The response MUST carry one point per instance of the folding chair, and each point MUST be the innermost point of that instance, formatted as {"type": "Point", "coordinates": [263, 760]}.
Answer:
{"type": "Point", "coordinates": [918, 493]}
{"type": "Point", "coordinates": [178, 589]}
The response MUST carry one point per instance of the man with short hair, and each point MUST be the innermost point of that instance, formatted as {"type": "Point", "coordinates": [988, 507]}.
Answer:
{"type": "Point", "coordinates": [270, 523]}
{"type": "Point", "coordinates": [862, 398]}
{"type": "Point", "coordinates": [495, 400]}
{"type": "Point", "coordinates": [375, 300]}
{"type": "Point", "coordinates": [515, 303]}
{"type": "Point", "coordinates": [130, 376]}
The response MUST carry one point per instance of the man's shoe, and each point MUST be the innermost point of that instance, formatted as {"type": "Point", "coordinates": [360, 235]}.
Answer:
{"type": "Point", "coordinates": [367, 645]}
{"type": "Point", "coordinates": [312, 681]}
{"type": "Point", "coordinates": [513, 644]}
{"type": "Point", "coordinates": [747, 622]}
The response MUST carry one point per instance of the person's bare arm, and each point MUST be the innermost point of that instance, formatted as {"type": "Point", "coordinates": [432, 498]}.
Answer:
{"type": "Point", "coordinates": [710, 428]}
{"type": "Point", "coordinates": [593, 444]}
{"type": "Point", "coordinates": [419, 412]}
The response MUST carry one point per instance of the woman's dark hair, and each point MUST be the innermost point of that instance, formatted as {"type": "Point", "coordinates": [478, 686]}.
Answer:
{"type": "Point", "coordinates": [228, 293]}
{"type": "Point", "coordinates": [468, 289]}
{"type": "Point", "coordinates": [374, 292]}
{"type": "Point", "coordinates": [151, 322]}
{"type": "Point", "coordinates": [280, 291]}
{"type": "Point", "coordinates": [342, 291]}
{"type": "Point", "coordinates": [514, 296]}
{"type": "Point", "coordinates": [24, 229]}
********************
Reproduce every line of the rows above, and shift each answer point by adding 26 to both of its coordinates. Leave the sample coordinates in the format templates unchanged.

The response MUST carry one point per instance of the folding chair, and each point MUST be the innermost point of that instance, formatted as {"type": "Point", "coordinates": [263, 760]}.
Answer:
{"type": "Point", "coordinates": [944, 519]}
{"type": "Point", "coordinates": [204, 615]}
The response MUST carry one point per instance of the man with short hair, and each point MUST be the innermost point of that instance, formatted as {"type": "Point", "coordinates": [988, 507]}.
Answer:
{"type": "Point", "coordinates": [296, 549]}
{"type": "Point", "coordinates": [888, 424]}
{"type": "Point", "coordinates": [521, 426]}
{"type": "Point", "coordinates": [401, 326]}
{"type": "Point", "coordinates": [541, 329]}
{"type": "Point", "coordinates": [156, 402]}
The response MUST carry one point per instance of the man's shoe, and each point MUST be the innermost point of that instance, formatted as {"type": "Point", "coordinates": [360, 235]}.
Answer:
{"type": "Point", "coordinates": [393, 671]}
{"type": "Point", "coordinates": [338, 707]}
{"type": "Point", "coordinates": [539, 670]}
{"type": "Point", "coordinates": [773, 648]}
The response MUST carry one point per instance of the person's bare arm, and each point MUST be the innermost point of that instance, formatted as {"type": "Point", "coordinates": [432, 498]}.
Answer:
{"type": "Point", "coordinates": [736, 454]}
{"type": "Point", "coordinates": [619, 470]}
{"type": "Point", "coordinates": [445, 438]}
The response MUST carry one point per instance of the woman's dark hair, and each point MUST be the innermost point of that instance, formatted as {"type": "Point", "coordinates": [478, 686]}.
Answer:
{"type": "Point", "coordinates": [254, 319]}
{"type": "Point", "coordinates": [494, 315]}
{"type": "Point", "coordinates": [400, 318]}
{"type": "Point", "coordinates": [177, 348]}
{"type": "Point", "coordinates": [306, 317]}
{"type": "Point", "coordinates": [368, 317]}
{"type": "Point", "coordinates": [540, 322]}
{"type": "Point", "coordinates": [50, 255]}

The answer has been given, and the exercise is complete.